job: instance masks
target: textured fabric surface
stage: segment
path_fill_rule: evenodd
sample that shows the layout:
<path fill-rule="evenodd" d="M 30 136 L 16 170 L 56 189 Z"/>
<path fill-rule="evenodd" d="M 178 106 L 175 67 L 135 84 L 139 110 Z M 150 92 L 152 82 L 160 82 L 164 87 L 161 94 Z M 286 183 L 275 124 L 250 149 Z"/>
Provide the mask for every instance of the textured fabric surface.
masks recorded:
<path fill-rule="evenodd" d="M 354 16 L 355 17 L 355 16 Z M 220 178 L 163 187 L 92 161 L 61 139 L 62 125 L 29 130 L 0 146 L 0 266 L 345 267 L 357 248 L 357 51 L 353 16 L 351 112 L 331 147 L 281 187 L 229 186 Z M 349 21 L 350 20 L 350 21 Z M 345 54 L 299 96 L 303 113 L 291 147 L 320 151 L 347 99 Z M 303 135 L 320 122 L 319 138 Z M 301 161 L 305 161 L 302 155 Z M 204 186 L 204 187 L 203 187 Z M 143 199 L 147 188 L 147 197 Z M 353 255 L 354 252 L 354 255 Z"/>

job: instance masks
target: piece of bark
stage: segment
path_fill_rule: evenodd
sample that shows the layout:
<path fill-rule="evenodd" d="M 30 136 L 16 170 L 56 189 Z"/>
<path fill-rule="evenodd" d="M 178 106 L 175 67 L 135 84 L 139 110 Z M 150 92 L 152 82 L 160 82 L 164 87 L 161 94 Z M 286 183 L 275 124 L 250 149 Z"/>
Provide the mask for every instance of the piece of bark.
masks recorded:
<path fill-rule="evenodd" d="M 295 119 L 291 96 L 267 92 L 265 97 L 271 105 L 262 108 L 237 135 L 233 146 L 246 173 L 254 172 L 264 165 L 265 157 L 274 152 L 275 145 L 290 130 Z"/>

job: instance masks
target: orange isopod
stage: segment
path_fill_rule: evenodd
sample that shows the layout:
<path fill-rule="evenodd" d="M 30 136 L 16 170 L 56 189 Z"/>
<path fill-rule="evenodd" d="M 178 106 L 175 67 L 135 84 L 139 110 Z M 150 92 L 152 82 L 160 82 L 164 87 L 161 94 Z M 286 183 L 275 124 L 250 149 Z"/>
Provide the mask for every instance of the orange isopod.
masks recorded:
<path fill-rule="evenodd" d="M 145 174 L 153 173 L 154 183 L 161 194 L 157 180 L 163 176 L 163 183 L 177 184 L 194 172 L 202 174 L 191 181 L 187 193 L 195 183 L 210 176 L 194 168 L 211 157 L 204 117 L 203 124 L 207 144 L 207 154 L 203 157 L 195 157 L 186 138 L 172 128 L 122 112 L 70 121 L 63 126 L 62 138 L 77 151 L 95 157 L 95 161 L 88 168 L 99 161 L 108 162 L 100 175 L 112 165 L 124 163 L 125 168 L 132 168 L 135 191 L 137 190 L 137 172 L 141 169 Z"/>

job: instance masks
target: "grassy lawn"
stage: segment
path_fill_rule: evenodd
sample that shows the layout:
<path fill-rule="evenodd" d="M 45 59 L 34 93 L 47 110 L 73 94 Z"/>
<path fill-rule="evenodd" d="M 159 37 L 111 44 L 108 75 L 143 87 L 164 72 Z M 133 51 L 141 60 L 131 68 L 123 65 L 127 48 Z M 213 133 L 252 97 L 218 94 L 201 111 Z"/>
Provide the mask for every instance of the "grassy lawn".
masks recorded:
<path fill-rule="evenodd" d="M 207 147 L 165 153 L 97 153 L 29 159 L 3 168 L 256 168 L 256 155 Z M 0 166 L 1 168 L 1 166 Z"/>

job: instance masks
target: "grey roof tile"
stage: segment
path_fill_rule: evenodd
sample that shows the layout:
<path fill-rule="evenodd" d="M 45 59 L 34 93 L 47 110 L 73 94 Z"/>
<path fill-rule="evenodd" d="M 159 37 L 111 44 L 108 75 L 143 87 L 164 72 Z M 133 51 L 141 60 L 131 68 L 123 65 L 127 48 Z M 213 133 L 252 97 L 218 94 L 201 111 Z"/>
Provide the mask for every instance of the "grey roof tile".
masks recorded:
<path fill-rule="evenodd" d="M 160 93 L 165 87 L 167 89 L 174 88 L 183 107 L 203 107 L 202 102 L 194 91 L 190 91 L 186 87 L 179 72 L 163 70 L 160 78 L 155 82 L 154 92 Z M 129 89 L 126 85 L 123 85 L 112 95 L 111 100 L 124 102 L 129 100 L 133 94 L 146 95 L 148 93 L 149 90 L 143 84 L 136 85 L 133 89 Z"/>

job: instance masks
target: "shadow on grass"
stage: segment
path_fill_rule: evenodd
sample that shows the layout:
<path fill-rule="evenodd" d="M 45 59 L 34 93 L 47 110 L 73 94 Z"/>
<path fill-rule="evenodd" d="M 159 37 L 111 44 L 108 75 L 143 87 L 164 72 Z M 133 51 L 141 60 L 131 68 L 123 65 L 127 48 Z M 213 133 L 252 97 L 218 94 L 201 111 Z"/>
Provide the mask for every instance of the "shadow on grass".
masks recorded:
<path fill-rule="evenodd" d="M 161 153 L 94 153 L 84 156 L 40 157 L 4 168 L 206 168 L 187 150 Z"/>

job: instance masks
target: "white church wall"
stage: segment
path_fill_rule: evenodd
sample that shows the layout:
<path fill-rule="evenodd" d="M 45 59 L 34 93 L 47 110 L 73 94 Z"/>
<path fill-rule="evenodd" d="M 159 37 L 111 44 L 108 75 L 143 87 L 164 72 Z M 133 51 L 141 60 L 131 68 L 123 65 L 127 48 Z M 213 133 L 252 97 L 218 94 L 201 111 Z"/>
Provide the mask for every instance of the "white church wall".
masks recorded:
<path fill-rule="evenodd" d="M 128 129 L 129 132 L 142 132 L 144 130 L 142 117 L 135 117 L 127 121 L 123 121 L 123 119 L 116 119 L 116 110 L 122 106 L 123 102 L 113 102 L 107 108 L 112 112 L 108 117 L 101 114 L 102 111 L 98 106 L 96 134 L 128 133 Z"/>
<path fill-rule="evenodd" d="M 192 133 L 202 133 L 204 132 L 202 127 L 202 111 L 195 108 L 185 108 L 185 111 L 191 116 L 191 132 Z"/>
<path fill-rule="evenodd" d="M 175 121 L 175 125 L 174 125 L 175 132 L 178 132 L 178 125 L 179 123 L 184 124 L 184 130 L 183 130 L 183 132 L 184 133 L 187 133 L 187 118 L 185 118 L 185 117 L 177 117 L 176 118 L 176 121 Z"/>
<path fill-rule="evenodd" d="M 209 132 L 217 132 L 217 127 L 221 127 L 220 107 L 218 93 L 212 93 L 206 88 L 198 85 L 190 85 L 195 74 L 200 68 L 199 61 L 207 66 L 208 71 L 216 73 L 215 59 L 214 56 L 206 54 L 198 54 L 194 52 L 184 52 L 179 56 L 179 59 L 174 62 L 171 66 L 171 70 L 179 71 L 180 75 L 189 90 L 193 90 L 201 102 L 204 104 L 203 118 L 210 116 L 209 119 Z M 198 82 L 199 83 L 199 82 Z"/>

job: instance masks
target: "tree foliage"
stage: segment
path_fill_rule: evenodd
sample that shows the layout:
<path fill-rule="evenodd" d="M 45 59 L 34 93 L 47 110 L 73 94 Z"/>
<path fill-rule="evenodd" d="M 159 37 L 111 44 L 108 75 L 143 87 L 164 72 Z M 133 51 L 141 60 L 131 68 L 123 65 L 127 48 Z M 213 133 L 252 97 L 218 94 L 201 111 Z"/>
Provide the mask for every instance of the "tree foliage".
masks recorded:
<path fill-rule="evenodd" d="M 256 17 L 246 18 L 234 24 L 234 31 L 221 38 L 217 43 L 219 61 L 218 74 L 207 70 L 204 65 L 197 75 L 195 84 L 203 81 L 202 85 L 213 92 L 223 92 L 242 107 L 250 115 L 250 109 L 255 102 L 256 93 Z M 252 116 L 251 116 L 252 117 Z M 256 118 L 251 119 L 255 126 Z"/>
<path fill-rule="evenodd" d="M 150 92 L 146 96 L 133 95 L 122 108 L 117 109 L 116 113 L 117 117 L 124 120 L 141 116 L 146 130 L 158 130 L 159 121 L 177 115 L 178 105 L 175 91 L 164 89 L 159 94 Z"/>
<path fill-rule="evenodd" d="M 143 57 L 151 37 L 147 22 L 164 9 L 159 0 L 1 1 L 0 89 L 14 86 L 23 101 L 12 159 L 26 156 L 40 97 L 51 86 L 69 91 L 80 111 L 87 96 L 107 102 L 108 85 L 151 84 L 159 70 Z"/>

● ● ● ●

_REQUIREMENT:_ Select every line of the data above that contains the word "tree".

_SOLUTION TO THIS PROBLEM:_
target: "tree foliage"
Provide the mask for every instance of the "tree foliage".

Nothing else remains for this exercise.